What to do:
The reply should repeat all of the data word for word, with no pictures.

Supplied data:
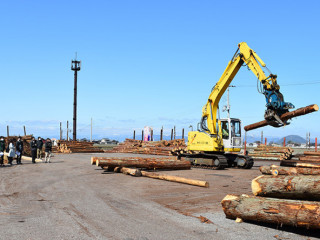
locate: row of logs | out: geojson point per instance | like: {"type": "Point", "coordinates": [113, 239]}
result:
{"type": "Point", "coordinates": [77, 147]}
{"type": "Point", "coordinates": [162, 148]}
{"type": "Point", "coordinates": [264, 152]}
{"type": "Point", "coordinates": [132, 166]}
{"type": "Point", "coordinates": [282, 195]}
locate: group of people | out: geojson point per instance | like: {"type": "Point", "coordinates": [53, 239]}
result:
{"type": "Point", "coordinates": [16, 150]}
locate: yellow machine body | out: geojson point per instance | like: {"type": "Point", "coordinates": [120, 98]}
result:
{"type": "Point", "coordinates": [210, 138]}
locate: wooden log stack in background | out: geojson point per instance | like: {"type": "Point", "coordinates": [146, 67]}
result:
{"type": "Point", "coordinates": [162, 148]}
{"type": "Point", "coordinates": [77, 147]}
{"type": "Point", "coordinates": [148, 163]}
{"type": "Point", "coordinates": [263, 152]}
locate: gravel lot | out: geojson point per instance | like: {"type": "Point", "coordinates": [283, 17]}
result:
{"type": "Point", "coordinates": [71, 199]}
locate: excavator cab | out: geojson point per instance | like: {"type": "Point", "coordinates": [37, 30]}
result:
{"type": "Point", "coordinates": [231, 134]}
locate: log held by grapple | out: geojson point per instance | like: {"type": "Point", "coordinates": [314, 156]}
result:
{"type": "Point", "coordinates": [285, 117]}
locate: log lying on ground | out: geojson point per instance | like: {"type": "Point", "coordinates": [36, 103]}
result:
{"type": "Point", "coordinates": [285, 117]}
{"type": "Point", "coordinates": [287, 163]}
{"type": "Point", "coordinates": [272, 210]}
{"type": "Point", "coordinates": [310, 158]}
{"type": "Point", "coordinates": [312, 153]}
{"type": "Point", "coordinates": [293, 187]}
{"type": "Point", "coordinates": [277, 170]}
{"type": "Point", "coordinates": [25, 158]}
{"type": "Point", "coordinates": [131, 171]}
{"type": "Point", "coordinates": [175, 179]}
{"type": "Point", "coordinates": [149, 163]}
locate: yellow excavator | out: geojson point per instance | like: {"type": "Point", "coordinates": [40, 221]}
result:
{"type": "Point", "coordinates": [217, 142]}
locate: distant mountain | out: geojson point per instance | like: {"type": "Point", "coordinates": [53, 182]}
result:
{"type": "Point", "coordinates": [293, 138]}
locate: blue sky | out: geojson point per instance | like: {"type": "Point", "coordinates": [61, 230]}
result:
{"type": "Point", "coordinates": [151, 62]}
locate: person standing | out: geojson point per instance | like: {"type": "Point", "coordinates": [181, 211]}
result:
{"type": "Point", "coordinates": [19, 150]}
{"type": "Point", "coordinates": [12, 152]}
{"type": "Point", "coordinates": [33, 146]}
{"type": "Point", "coordinates": [39, 146]}
{"type": "Point", "coordinates": [48, 149]}
{"type": "Point", "coordinates": [2, 149]}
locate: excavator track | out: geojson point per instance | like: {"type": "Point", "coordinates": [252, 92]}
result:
{"type": "Point", "coordinates": [209, 161]}
{"type": "Point", "coordinates": [216, 161]}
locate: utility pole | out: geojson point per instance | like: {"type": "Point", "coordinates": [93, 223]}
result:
{"type": "Point", "coordinates": [91, 131]}
{"type": "Point", "coordinates": [67, 130]}
{"type": "Point", "coordinates": [75, 66]}
{"type": "Point", "coordinates": [60, 131]}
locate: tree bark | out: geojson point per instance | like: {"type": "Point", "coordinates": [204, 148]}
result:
{"type": "Point", "coordinates": [293, 187]}
{"type": "Point", "coordinates": [149, 163]}
{"type": "Point", "coordinates": [272, 210]}
{"type": "Point", "coordinates": [131, 171]}
{"type": "Point", "coordinates": [175, 179]}
{"type": "Point", "coordinates": [277, 170]}
{"type": "Point", "coordinates": [312, 153]}
{"type": "Point", "coordinates": [287, 163]}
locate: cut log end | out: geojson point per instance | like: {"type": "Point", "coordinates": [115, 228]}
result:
{"type": "Point", "coordinates": [255, 186]}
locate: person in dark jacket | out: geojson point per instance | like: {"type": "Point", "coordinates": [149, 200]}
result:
{"type": "Point", "coordinates": [11, 153]}
{"type": "Point", "coordinates": [19, 150]}
{"type": "Point", "coordinates": [39, 146]}
{"type": "Point", "coordinates": [48, 149]}
{"type": "Point", "coordinates": [33, 146]}
{"type": "Point", "coordinates": [2, 149]}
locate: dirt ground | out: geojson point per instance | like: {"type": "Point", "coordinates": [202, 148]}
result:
{"type": "Point", "coordinates": [71, 199]}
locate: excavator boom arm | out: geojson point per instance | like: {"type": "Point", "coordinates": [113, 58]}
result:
{"type": "Point", "coordinates": [274, 99]}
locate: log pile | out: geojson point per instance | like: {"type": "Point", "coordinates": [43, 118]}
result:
{"type": "Point", "coordinates": [77, 147]}
{"type": "Point", "coordinates": [162, 148]}
{"type": "Point", "coordinates": [308, 157]}
{"type": "Point", "coordinates": [282, 195]}
{"type": "Point", "coordinates": [148, 163]}
{"type": "Point", "coordinates": [263, 152]}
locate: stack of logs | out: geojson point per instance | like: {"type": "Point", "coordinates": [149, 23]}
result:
{"type": "Point", "coordinates": [162, 148]}
{"type": "Point", "coordinates": [132, 166]}
{"type": "Point", "coordinates": [263, 152]}
{"type": "Point", "coordinates": [283, 195]}
{"type": "Point", "coordinates": [77, 147]}
{"type": "Point", "coordinates": [305, 159]}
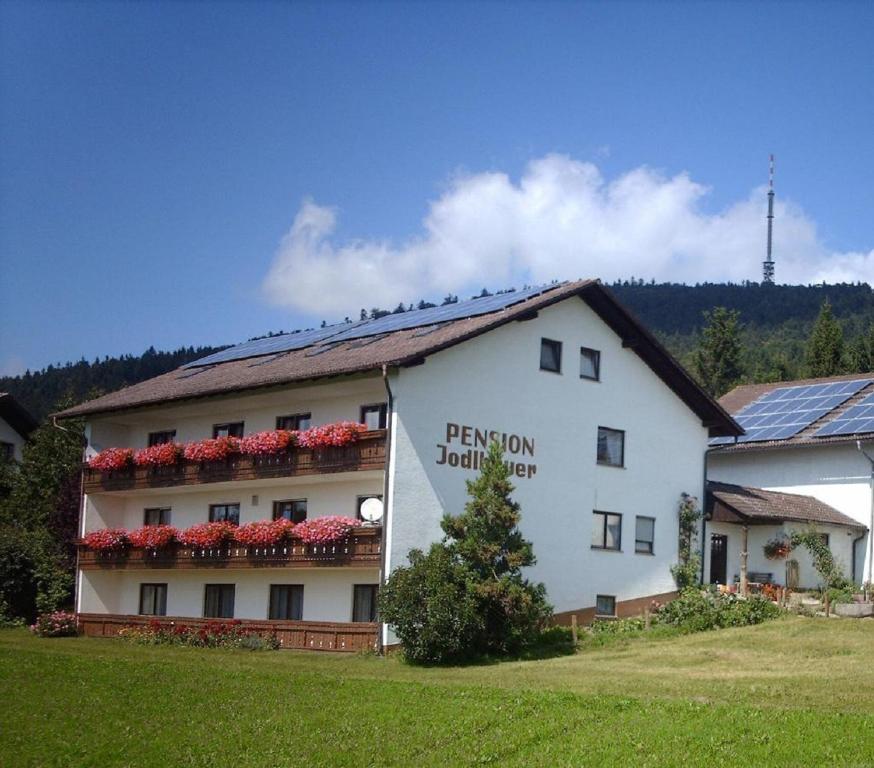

Task solution:
locate: row of logs | out: geojson point per instance | like: {"type": "Point", "coordinates": [113, 239]}
result:
{"type": "Point", "coordinates": [77, 147]}
{"type": "Point", "coordinates": [162, 148]}
{"type": "Point", "coordinates": [264, 152]}
{"type": "Point", "coordinates": [132, 166]}
{"type": "Point", "coordinates": [282, 195]}
locate: group of people | out: geojson point per instance | like: {"type": "Point", "coordinates": [53, 239]}
result:
{"type": "Point", "coordinates": [16, 150]}
locate: yellow machine body | out: geojson point per instance | like: {"type": "Point", "coordinates": [120, 98]}
result:
{"type": "Point", "coordinates": [210, 138]}
locate: wooden log stack in background | out: geojson point per instance | like: {"type": "Point", "coordinates": [146, 67]}
result:
{"type": "Point", "coordinates": [162, 148]}
{"type": "Point", "coordinates": [77, 147]}
{"type": "Point", "coordinates": [148, 163]}
{"type": "Point", "coordinates": [263, 152]}
locate: gravel lot | out: geojson point per instance | like: {"type": "Point", "coordinates": [283, 17]}
result:
{"type": "Point", "coordinates": [71, 199]}
locate: excavator cab | out: geojson point per instance | like: {"type": "Point", "coordinates": [37, 30]}
result:
{"type": "Point", "coordinates": [231, 134]}
locate: log held by grapple | out: geojson point per instance | like: {"type": "Point", "coordinates": [314, 156]}
result:
{"type": "Point", "coordinates": [285, 117]}
locate: log lying on ground | out: geojson point per instance | like: {"type": "Point", "coordinates": [36, 103]}
result:
{"type": "Point", "coordinates": [285, 117]}
{"type": "Point", "coordinates": [287, 163]}
{"type": "Point", "coordinates": [272, 210]}
{"type": "Point", "coordinates": [310, 158]}
{"type": "Point", "coordinates": [312, 153]}
{"type": "Point", "coordinates": [293, 187]}
{"type": "Point", "coordinates": [277, 170]}
{"type": "Point", "coordinates": [25, 158]}
{"type": "Point", "coordinates": [131, 171]}
{"type": "Point", "coordinates": [175, 179]}
{"type": "Point", "coordinates": [149, 163]}
locate: yellow excavator | out: geojson point per instance | like: {"type": "Point", "coordinates": [40, 221]}
result:
{"type": "Point", "coordinates": [217, 142]}
locate: distant mountain | out: geojson point per instance | like: {"type": "Point", "coordinates": [53, 182]}
result:
{"type": "Point", "coordinates": [293, 138]}
locate: blue sky | out: geojson point per instance | like: {"type": "Point", "coordinates": [61, 230]}
result:
{"type": "Point", "coordinates": [151, 62]}
locate: person standing | out: geojson point per instance | like: {"type": "Point", "coordinates": [181, 211]}
result:
{"type": "Point", "coordinates": [19, 150]}
{"type": "Point", "coordinates": [12, 152]}
{"type": "Point", "coordinates": [33, 146]}
{"type": "Point", "coordinates": [39, 146]}
{"type": "Point", "coordinates": [48, 149]}
{"type": "Point", "coordinates": [2, 149]}
locate: excavator track | out: geojson point per instance | like: {"type": "Point", "coordinates": [252, 92]}
result:
{"type": "Point", "coordinates": [209, 161]}
{"type": "Point", "coordinates": [216, 161]}
locate: utility pole | out: geojson point per instance | like: {"type": "Point", "coordinates": [93, 223]}
result:
{"type": "Point", "coordinates": [91, 131]}
{"type": "Point", "coordinates": [67, 130]}
{"type": "Point", "coordinates": [75, 66]}
{"type": "Point", "coordinates": [60, 131]}
locate: tree bark | out: geojson point per instance | like: {"type": "Point", "coordinates": [204, 148]}
result:
{"type": "Point", "coordinates": [293, 187]}
{"type": "Point", "coordinates": [149, 163]}
{"type": "Point", "coordinates": [272, 210]}
{"type": "Point", "coordinates": [131, 171]}
{"type": "Point", "coordinates": [175, 179]}
{"type": "Point", "coordinates": [277, 170]}
{"type": "Point", "coordinates": [312, 153]}
{"type": "Point", "coordinates": [287, 163]}
locate: cut log end | out: geojson point per instance | like: {"type": "Point", "coordinates": [115, 228]}
result:
{"type": "Point", "coordinates": [255, 186]}
locate: person in dark jacket | out: geojson point per instance | like: {"type": "Point", "coordinates": [149, 200]}
result:
{"type": "Point", "coordinates": [11, 153]}
{"type": "Point", "coordinates": [19, 150]}
{"type": "Point", "coordinates": [39, 146]}
{"type": "Point", "coordinates": [48, 149]}
{"type": "Point", "coordinates": [33, 146]}
{"type": "Point", "coordinates": [2, 149]}
locate: dirt ground | out: geojson point per instance | like: {"type": "Point", "coordinates": [202, 148]}
result:
{"type": "Point", "coordinates": [71, 199]}
locate: excavator boom arm | out: geojson point per instance | like: {"type": "Point", "coordinates": [113, 58]}
result:
{"type": "Point", "coordinates": [274, 99]}
locate: log pile | out: geojson point per instance | like: {"type": "Point", "coordinates": [43, 118]}
result:
{"type": "Point", "coordinates": [77, 147]}
{"type": "Point", "coordinates": [162, 148]}
{"type": "Point", "coordinates": [308, 157]}
{"type": "Point", "coordinates": [282, 195]}
{"type": "Point", "coordinates": [148, 163]}
{"type": "Point", "coordinates": [263, 152]}
locate: stack of logs | out: geojson point per instance | like: {"type": "Point", "coordinates": [149, 23]}
result:
{"type": "Point", "coordinates": [162, 148]}
{"type": "Point", "coordinates": [132, 166]}
{"type": "Point", "coordinates": [263, 152]}
{"type": "Point", "coordinates": [283, 195]}
{"type": "Point", "coordinates": [77, 147]}
{"type": "Point", "coordinates": [305, 159]}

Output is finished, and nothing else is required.